* start Document section *
Vasily Makarovich Shukshin (; 25 July 1929 – 2 October 1974) was a Soviet Russian writer, actor, screenwriter and film director from the Altai region who specialized in rural themes. A prominent member of the Village Prose movement, he began writing short stories in his early teenage years and later transition to acting by his late 20s.

Biography
Vasiliy Makarovich Shukshin was born on 25 July 1929 to a peasant family of assimilated Moksha Mordvin origin in the village of Srostki near Biysk in Siberian Krai, Soviet Union (now in Altai Krai, Russia). In 1933, his father, Makar Leontievich Shukshin, was arrested and executed on the charges of participating in an "anti-kolkhoz plot" during the Soviet collectivization. He was only rehabilitated 23 years later, in 1956. His mother, Maria Sergeyevna (née Popova), had to look after the survival of the entire family. By 1943 Shukshin had finished seven years of village school and entered an automobile technical school in Biysk. In 1945, after two and a half years at the school, but before finishing, he quit to work in a kolkhoz.

In 1946 Shukshin left his native village and worked as a metal craftsman at several enterprises in the trust Soyuzprommekhanizatsiya: at the turbine plant in Kaluga, at the tractor plant in Vladimir, etc. In 1949, Shukshin was drafted into the Navy. He first served as a sailor in the Baltic Fleet, then a radio operator on the Black Sea. In 1953 he was demobilized due to a stomach ulcer and returned to his native village. Having passed an external exam for high school graduation, he became a teacher of Russian, and later a school principal in Srostki.

In 1954 Shukshin entered the directors' department of the VGIK, studied under Mikhail Romm and Sergei Gerasimov, and graduated in 1960. While studying at VGIK in 1958, Shukshin had his first leading role in Marlen Khutsiyev's film Two Fedors and appeared in the graduation film by Andrei Tarkovsky.

In 1958 Shukhin published his first short story "Two on the cart" in the magazine Smena. His first collection of stories Сельские жители (Village Dwellers) was published in 1963. That same year, he became staff director at the Gorky Film Studio in Moscow. He wrote and directed Живёт такой парень (There Is This Lad). The film premiered in 1965, winning top honours at the All-Union Film Festival in Leningrad and the Golden Lion at the XVI International Film Festival in Venice. Shukshin was decorated with the Order of the Red Banner of Labour (1967), and was designated Distinguished Artist of the RSFSR (1969).

Shukshin's main interest lay in the situation of ordinary, simple people in the present-day Soviet Union. He laced his films both with humor and with a melancholy tone.
* end Document section *
* start Record extracts *
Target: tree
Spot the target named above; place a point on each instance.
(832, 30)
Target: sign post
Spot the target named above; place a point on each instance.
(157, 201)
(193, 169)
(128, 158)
* end Record extracts *
Things to do.
**a.** Reproduce everything in the Shukshin biography from "In 1958 Shukhin" down to "the RSFSR (1969).".
**b.** According to the Shukshin biography, why was he released from Navy service in 1953?
The lines above come from a different source than the biography.

Task responses.
**a.**
In 1958 Shukhin published his first short story "Two on the cart" in the magazine Smena. His first collection of stories Сельские жители (Village Dwellers) was published in 1963. That same year, he became staff director at the Gorky Film Studio in Moscow. He wrote and directed Живёт такой парень (There Is This Lad). The film premiered in 1965, winning top honours at the All-Union Film Festival in Leningrad and the Golden Lion at the XVI International Film Festival in Venice. Shukshin was decorated with the Order of the Red Banner of Labour (1967), and was designated Distinguished Artist of the RSFSR (1969).

**b.** He was demobilized because of a stomach ulcer, and he then returned to his native village.